▶ What the task asks: Would you quote the material below in full and unchanged?

▶ Dataset records:
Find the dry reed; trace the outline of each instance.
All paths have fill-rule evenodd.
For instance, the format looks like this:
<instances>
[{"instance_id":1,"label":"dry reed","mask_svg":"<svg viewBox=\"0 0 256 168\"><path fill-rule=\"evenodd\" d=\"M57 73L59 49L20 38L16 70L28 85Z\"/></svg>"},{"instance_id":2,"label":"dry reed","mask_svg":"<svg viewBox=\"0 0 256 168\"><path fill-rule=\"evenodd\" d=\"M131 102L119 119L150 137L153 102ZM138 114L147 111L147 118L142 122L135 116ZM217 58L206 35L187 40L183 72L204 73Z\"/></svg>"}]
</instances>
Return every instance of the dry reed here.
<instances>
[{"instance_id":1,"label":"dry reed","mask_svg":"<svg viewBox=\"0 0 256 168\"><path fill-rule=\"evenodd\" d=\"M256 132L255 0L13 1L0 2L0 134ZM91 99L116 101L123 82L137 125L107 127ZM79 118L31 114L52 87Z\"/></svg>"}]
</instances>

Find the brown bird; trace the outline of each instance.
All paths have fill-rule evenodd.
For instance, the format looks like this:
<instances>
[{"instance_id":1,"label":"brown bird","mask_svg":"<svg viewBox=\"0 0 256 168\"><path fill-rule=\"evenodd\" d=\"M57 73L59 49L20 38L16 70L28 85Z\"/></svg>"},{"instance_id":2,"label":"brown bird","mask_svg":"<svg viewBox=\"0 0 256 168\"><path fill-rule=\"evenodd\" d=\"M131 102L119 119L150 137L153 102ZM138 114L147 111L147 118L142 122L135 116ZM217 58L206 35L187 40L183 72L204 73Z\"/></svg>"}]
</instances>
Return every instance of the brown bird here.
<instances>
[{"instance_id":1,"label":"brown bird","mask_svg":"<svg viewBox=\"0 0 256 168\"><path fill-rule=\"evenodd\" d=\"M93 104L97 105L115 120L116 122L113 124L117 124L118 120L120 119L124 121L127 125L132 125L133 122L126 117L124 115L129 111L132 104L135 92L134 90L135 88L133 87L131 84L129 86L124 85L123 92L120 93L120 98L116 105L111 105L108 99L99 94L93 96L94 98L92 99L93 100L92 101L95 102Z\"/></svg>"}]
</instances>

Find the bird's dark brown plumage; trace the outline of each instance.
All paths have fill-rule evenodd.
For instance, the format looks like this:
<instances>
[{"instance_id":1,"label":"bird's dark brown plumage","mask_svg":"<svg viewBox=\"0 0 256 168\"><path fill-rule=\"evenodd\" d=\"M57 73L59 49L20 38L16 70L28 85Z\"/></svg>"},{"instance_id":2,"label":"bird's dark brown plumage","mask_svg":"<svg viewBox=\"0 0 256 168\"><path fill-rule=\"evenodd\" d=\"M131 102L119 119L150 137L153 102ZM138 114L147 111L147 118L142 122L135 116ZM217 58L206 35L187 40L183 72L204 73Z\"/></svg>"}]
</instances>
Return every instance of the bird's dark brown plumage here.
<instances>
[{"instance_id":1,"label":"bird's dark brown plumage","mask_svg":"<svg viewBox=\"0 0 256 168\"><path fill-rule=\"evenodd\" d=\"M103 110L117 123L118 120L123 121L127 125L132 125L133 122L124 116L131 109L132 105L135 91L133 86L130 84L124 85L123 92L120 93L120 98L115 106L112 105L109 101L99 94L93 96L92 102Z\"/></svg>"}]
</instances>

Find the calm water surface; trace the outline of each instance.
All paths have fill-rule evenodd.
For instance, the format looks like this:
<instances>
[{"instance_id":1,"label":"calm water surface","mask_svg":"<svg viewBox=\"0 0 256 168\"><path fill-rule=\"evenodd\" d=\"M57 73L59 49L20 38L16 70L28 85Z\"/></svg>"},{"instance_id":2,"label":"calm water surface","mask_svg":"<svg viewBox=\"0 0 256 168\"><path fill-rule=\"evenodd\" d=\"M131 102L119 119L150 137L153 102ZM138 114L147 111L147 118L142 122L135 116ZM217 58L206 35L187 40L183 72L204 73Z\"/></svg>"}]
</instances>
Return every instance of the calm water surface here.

▶ Result:
Find the dry reed; trace the outline of each instance.
All paths have fill-rule evenodd.
For instance, the format looks like this:
<instances>
[{"instance_id":1,"label":"dry reed","mask_svg":"<svg viewBox=\"0 0 256 168\"><path fill-rule=\"evenodd\" d=\"M57 73L59 49L20 38L16 70L28 85Z\"/></svg>"},{"instance_id":2,"label":"dry reed","mask_svg":"<svg viewBox=\"0 0 256 168\"><path fill-rule=\"evenodd\" d=\"M131 102L119 119L150 137L153 102ZM138 114L147 111L147 118L142 122L135 116ZM217 58L206 35L187 40L183 72L204 73Z\"/></svg>"}]
</instances>
Return every instance of the dry reed here.
<instances>
[{"instance_id":1,"label":"dry reed","mask_svg":"<svg viewBox=\"0 0 256 168\"><path fill-rule=\"evenodd\" d=\"M256 132L255 0L13 1L0 2L0 134ZM91 99L116 101L123 82L137 125L107 127ZM79 118L31 114L52 87Z\"/></svg>"}]
</instances>

Find the brown bird; trace the outline of each instance.
All paths have fill-rule evenodd.
For instance, the format looks like this:
<instances>
[{"instance_id":1,"label":"brown bird","mask_svg":"<svg viewBox=\"0 0 256 168\"><path fill-rule=\"evenodd\" d=\"M57 73L59 49L20 38L16 70L28 85Z\"/></svg>"},{"instance_id":2,"label":"brown bird","mask_svg":"<svg viewBox=\"0 0 256 168\"><path fill-rule=\"evenodd\" d=\"M131 102L119 119L150 137L153 102ZM138 114L147 111L147 118L142 122L135 116ZM217 58L206 35L187 40L183 72L204 73Z\"/></svg>"}]
</instances>
Return every instance of the brown bird here.
<instances>
[{"instance_id":1,"label":"brown bird","mask_svg":"<svg viewBox=\"0 0 256 168\"><path fill-rule=\"evenodd\" d=\"M93 104L97 105L115 120L116 122L113 124L117 124L118 120L120 119L124 121L127 125L132 125L133 122L126 117L124 115L129 111L132 104L135 92L134 90L135 88L133 87L131 84L129 86L124 85L123 92L120 93L120 98L116 105L111 105L108 99L99 94L93 96L94 98L92 99L93 100L92 101L95 102Z\"/></svg>"}]
</instances>

Find the bird's dark brown plumage; trace the outline of each instance.
All paths have fill-rule evenodd.
For instance, the format looks like this:
<instances>
[{"instance_id":1,"label":"bird's dark brown plumage","mask_svg":"<svg viewBox=\"0 0 256 168\"><path fill-rule=\"evenodd\" d=\"M57 73L59 49L20 38L16 70L28 85Z\"/></svg>"},{"instance_id":2,"label":"bird's dark brown plumage","mask_svg":"<svg viewBox=\"0 0 256 168\"><path fill-rule=\"evenodd\" d=\"M131 102L119 119L150 137L153 102ZM138 114L147 111L147 118L142 122L135 116ZM217 58L206 35L187 40L183 72L204 73Z\"/></svg>"}]
</instances>
Return every instance of the bird's dark brown plumage here.
<instances>
[{"instance_id":1,"label":"bird's dark brown plumage","mask_svg":"<svg viewBox=\"0 0 256 168\"><path fill-rule=\"evenodd\" d=\"M103 110L117 123L118 120L123 121L127 125L132 125L133 122L124 116L131 109L132 105L135 91L133 86L130 84L124 85L123 92L120 93L120 98L115 106L112 105L109 101L99 94L93 96L92 102Z\"/></svg>"}]
</instances>

Find the calm water surface; trace the outline of each instance.
All paths have fill-rule evenodd.
For instance, the format looks like this:
<instances>
[{"instance_id":1,"label":"calm water surface","mask_svg":"<svg viewBox=\"0 0 256 168\"><path fill-rule=\"evenodd\" d=\"M57 73L59 49L20 38L16 70L28 85Z\"/></svg>"},{"instance_id":2,"label":"calm water surface","mask_svg":"<svg viewBox=\"0 0 256 168\"><path fill-rule=\"evenodd\" d=\"M131 102L119 119L150 137L153 102ZM138 114L147 111L147 118L142 122L135 116ZM217 58L206 35L187 40L183 72L204 73Z\"/></svg>"}]
</instances>
Return every instance of the calm water surface here.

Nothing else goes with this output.